The Broncos bring back their young, talented quarterback, do-it-all running back and record-breaking receiver on offense. The defense, though it has lost a lot of star power, has a hungry group of players eager for their shot at success.
The team helped use the bitter taste of the regular season, mixed with a dominating 55-7 win over Northern Illinois in the Poinsettia Bowl, to propel it into the offseason.
“It was definitely kind of a disappointing season. There were some high notes, the last game was a huge high note,” senior wide receiver Thomas Sperbeck said. “I think that’s where optimism is coming from, that kind of shows what we can do when we’re operating on all cylinders.”
On the schedule, the Broncos won’t have it easy. They open on the road for a hot, humid, early kickoff at Louisiana before hosting Pac-12 foe Washington State and playing at another Pac-12 school, Oregon State.
They’ll look for revenge in October home matchups with Utah State and BYU and will travel to face tricky option-based teams in Air Force and New Mexico, both of whom won on the blue last year.
“Losing at home was very bad,” senior linebacker Ben Weaver said. “Now that’s over, we can look at it as a thing that’s humbling for us as players, to know that we’re not immune to losing on the blue. It shows people it comes with work, too. We don’t just go out there and win.”
Be it the bad taste of seeing two teams celebrate back-to-back wins at Albertsons Stadium for the first time since 1997, the rash of turnovers in a 52-26 loss at Utah State or the Hail Mary loss at BYU, the misery gave the Broncos plenty to think about in the offseason.
“We understand where we fell short. We certainly understand our capabilities of what we can do,” said head coach Bryan Harsin, who is 21-6 after two seasons.
In the wake of that disappointment, Harsin took over offensive play-calling responsibilities after coordinator Eliah Drinkwitz left for North Carolina State. Ryan Finley, the quarterback who started the first three games before an injury last season, followed suit to Raleigh.

Given records:
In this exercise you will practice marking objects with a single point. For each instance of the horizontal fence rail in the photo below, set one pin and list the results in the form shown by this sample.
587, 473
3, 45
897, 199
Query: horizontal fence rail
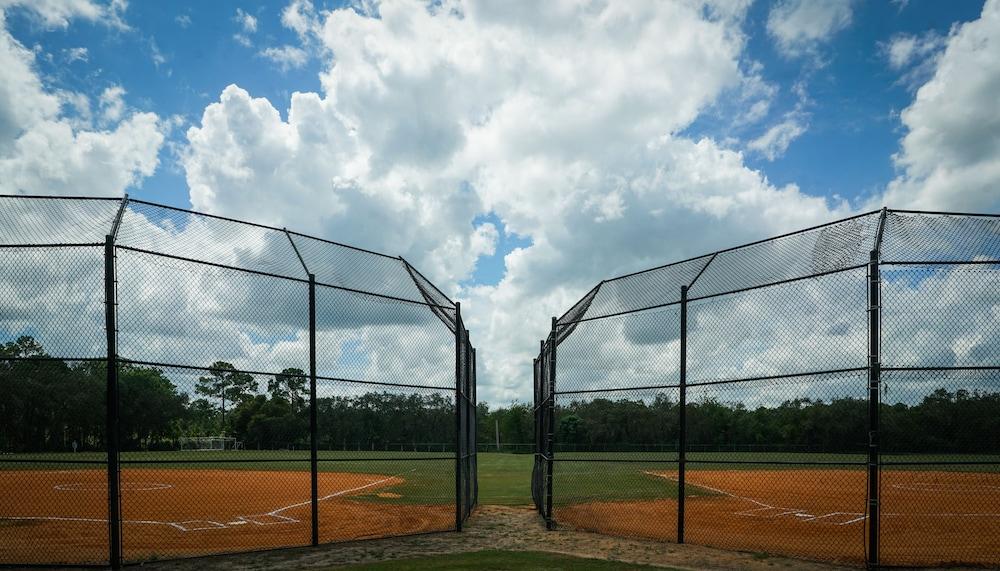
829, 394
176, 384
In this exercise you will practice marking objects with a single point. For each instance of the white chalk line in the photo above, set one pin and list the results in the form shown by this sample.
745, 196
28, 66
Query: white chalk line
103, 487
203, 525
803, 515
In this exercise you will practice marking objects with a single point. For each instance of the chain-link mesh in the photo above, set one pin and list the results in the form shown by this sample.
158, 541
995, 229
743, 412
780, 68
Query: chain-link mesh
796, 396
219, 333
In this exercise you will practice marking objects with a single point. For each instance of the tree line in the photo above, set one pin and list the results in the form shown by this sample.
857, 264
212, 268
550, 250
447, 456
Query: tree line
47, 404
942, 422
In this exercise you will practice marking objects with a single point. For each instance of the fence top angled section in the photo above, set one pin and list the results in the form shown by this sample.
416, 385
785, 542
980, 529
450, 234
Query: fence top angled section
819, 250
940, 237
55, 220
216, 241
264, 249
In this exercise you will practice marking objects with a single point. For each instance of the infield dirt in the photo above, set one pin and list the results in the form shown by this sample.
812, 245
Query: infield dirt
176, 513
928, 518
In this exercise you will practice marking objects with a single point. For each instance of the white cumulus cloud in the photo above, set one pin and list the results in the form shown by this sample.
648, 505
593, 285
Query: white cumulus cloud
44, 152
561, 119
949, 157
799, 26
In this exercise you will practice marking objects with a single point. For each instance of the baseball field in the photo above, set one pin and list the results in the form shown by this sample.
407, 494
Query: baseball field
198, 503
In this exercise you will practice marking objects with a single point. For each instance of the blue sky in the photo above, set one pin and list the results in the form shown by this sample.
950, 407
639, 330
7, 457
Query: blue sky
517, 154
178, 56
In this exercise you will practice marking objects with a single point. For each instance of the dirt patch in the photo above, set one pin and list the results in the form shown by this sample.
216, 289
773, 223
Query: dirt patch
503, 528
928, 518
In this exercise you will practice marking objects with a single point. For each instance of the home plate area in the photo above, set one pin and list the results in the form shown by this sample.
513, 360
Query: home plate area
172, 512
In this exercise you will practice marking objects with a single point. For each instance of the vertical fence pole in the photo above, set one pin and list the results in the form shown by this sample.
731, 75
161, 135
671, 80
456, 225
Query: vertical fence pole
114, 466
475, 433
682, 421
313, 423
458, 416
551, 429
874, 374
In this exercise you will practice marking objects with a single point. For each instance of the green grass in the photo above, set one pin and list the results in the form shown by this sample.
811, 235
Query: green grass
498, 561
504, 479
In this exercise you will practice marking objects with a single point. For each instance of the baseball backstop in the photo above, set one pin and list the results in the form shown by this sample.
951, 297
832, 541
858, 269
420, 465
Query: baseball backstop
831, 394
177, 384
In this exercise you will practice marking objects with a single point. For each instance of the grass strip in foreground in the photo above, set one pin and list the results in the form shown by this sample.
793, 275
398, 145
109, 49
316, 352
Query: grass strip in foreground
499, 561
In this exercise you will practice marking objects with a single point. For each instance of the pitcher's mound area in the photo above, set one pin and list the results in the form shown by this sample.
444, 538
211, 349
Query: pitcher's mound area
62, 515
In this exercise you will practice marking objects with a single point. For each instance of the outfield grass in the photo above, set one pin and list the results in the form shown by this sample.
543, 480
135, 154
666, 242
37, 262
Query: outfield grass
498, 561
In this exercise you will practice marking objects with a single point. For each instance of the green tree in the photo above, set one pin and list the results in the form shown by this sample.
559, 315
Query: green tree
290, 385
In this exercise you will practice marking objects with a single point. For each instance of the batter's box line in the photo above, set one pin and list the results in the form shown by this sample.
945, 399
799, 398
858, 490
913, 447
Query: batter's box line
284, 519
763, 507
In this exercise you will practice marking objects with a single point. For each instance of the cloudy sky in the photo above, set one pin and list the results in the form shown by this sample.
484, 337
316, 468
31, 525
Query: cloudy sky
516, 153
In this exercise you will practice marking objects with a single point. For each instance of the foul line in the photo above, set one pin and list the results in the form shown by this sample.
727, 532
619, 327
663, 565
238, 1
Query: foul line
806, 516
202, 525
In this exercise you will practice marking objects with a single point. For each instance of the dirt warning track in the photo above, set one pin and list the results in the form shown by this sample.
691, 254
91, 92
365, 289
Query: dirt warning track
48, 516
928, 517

Objectives:
(1) Answer these about the Broncos preview:
(a) What was the score of the Poinsettia Bowl win over Northern Illinois?
(b) Who took over offensive play-calling after Eliah Drinkwitz left for North Carolina State?
(c) What was the final score of the loss at Utah State?
(2) Carry the Broncos preview forward from its last sentence.
The items were taken from a different source than the Broncos preview.

Responses by task:
(1)
(a) 55-7
(b) Head coach Bryan Harsin
(c) 52-26

(2)
Defensive coordinator Marcel Yates took the same job at Arizona. Pass-rush extraordinaire Kamalei Correa declared for the NFL Draft soon after the bowl win.
So Harsin brought in co-offensive coordinator/quarterbacks coach Zak Hill, cornerbacks coach Ashley Ambrose and safeties coach Gabe Franklin. He promoted linebackers coach Andy Avalos to defensive coordinator and offensive line coach Scott Huff to co-offensive coordinator.
Once the season was digested, some suggested there were a few players who were not playing for the team. That, plus the overturn in staff and the roster, prompted Harsin to place an emphasis on leadership, naming four season-long captains after using two in his first two seasons.
“That’s been a big topic for this football team,” Harsin said. “We all have the same message, and that has to get to the team.”
Motivated by what is behind them, it could wind up being a good sign for the Broncos. The last four times they lost four or more games in a season, they followed with a combined 37-5 record, including a pair of Fiesta Bowl victories.
“I don’t think anyone is thinking about the past too much,” senior linebacker Tanner Vallejo said with a slight smile.
Take that however you will.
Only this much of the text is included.